+++ Entries

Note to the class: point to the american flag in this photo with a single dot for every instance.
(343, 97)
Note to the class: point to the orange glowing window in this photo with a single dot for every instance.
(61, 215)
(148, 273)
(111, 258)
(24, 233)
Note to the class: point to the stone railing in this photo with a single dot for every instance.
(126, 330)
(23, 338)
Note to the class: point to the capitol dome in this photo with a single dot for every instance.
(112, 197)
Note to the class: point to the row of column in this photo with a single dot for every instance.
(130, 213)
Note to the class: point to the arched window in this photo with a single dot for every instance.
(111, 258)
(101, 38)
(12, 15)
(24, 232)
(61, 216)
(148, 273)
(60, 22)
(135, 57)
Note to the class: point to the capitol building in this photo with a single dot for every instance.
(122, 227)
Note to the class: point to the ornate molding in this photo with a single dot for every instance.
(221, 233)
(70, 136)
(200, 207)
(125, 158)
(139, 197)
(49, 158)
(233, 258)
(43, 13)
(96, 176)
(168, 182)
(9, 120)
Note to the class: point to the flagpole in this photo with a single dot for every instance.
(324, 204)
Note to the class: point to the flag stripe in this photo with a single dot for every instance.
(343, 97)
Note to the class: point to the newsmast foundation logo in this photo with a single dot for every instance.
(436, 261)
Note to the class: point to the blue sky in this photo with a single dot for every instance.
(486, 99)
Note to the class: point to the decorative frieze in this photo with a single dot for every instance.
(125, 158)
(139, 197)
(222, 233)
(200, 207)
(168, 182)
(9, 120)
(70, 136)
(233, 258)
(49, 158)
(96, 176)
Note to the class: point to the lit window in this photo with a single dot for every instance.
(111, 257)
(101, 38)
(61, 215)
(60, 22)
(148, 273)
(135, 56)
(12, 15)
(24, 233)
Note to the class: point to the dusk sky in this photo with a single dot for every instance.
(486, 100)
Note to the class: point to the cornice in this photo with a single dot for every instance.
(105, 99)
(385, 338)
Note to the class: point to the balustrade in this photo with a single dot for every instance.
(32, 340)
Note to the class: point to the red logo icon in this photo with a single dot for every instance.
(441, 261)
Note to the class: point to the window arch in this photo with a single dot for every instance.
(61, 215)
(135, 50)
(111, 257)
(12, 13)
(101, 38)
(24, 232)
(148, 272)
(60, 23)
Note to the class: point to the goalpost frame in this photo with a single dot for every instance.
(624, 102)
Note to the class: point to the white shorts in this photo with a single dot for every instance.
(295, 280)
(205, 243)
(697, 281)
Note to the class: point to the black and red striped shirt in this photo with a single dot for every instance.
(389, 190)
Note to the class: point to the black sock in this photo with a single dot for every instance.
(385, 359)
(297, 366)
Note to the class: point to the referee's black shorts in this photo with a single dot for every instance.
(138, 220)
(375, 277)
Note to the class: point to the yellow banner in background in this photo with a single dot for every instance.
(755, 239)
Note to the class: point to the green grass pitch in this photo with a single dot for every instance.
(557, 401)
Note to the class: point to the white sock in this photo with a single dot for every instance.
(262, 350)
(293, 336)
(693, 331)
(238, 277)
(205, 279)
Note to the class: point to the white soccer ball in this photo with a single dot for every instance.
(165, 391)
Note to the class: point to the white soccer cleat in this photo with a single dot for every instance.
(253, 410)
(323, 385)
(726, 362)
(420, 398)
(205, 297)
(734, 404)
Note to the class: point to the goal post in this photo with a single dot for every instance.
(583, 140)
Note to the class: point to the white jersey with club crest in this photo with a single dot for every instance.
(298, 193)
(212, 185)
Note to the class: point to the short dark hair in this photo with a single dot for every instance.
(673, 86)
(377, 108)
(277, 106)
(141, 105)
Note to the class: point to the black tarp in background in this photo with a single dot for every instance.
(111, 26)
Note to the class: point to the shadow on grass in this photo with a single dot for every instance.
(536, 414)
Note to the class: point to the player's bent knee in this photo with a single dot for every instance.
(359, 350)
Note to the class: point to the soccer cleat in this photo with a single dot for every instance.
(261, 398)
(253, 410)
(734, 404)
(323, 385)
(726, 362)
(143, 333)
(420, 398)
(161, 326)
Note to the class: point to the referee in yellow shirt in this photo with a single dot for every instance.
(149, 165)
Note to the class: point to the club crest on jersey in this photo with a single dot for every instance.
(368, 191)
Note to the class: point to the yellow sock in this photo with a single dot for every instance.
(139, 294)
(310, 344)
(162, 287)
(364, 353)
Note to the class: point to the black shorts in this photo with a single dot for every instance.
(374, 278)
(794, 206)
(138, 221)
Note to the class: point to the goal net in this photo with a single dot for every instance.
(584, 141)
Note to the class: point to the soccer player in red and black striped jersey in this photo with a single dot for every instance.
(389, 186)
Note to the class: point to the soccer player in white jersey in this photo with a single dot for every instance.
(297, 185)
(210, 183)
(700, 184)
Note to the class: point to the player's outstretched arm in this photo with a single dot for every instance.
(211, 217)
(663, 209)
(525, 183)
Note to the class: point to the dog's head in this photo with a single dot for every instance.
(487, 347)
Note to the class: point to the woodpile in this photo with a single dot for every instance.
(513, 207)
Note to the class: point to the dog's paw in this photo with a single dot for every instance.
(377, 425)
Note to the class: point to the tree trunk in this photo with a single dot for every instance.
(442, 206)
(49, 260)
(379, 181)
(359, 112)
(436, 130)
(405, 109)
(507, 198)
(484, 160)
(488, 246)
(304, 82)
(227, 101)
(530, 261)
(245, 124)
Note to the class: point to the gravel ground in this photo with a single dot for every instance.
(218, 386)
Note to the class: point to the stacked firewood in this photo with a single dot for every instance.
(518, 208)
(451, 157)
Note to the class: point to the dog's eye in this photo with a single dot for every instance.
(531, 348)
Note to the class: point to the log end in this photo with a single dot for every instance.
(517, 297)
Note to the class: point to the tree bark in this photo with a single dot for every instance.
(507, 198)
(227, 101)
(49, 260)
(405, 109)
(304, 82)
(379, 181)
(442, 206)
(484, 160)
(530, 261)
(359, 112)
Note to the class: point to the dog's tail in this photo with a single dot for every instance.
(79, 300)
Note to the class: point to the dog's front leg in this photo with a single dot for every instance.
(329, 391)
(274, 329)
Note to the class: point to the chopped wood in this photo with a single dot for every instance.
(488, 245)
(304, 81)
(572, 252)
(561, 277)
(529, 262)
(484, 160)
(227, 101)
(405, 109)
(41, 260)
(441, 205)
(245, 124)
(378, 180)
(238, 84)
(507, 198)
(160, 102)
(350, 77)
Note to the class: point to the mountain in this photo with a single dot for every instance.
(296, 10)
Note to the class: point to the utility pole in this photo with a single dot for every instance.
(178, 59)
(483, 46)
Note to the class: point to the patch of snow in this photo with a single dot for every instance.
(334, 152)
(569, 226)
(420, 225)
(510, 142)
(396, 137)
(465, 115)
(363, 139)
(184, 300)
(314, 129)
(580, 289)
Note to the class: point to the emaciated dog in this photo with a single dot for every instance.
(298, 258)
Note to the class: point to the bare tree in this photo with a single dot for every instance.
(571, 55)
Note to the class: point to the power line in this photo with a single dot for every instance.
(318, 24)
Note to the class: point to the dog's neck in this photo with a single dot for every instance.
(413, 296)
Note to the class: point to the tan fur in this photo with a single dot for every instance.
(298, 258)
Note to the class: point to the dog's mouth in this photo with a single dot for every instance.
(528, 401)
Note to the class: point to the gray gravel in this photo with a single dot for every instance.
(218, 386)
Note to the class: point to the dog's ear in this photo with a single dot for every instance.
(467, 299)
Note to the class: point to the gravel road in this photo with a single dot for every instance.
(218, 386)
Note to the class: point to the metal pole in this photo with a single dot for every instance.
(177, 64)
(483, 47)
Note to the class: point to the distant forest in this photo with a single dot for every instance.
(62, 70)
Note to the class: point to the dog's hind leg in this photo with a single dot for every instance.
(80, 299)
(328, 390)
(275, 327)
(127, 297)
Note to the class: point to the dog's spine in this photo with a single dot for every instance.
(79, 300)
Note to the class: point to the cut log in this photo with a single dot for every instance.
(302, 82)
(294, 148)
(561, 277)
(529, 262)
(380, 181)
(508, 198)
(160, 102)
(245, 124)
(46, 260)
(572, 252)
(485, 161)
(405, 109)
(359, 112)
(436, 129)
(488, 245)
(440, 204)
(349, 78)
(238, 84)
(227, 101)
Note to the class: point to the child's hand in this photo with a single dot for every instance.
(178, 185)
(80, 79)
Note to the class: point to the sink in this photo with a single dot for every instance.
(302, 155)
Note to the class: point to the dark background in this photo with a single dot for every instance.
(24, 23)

++++++

Requirements:
Everything from the line containing "Note to the class: point to the emaciated" through the last line of the records must be given again exactly; leave out all other lines.

The response:
Note to the class: point to the emaciated dog in this photo with a single dot for every instance.
(298, 258)
Note to the class: point to the bare tree in this photo with a single dot for every instance.
(571, 55)
Note to the class: point to the power line in this photo with a single dot for every instance.
(318, 24)
Note to the class: point to the dog's neck in this photo with a single dot for every instance.
(413, 296)
Note to the class: point to the tan fur in this photo with a single dot for every instance.
(298, 258)
Note to the class: point to the dog's mouth in this photo with a single dot for every instance.
(528, 401)
Note to the class: point to the gray gravel in this photo with a single dot for every instance.
(218, 386)
Note to the class: point to the dog's ear in this photo with a single dot for every instance.
(467, 299)
Note to the class: point to the gravel road in this photo with a single dot for every instance.
(218, 386)
Note to the class: point to the metal pole in this photo with a single dot for every instance.
(177, 64)
(483, 47)
Note to the class: point to the distant forest in this photo with a single dot for every instance.
(62, 70)
Note to the class: point to the dog's hind leg in this photo with a single dot for every instance.
(80, 299)
(328, 390)
(275, 327)
(127, 297)
Note to the class: point to the dog's spine in this photo with a single dot for every instance.
(79, 300)
Note to the class: point to the cut log in this photo with a single dot for every instance.
(302, 82)
(294, 148)
(561, 277)
(529, 262)
(380, 181)
(508, 198)
(160, 102)
(245, 124)
(46, 260)
(572, 252)
(485, 161)
(405, 109)
(359, 112)
(436, 129)
(488, 245)
(440, 204)
(349, 78)
(238, 84)
(227, 101)
Note to the class: point to the child's hand in this photo with a single dot for every instance.
(178, 185)
(80, 79)
Note to the class: point to the sink in this photo with a single dot for every instance.
(302, 155)
Note to the class: point to the dark background in this photo with a single dot for every instance.
(24, 23)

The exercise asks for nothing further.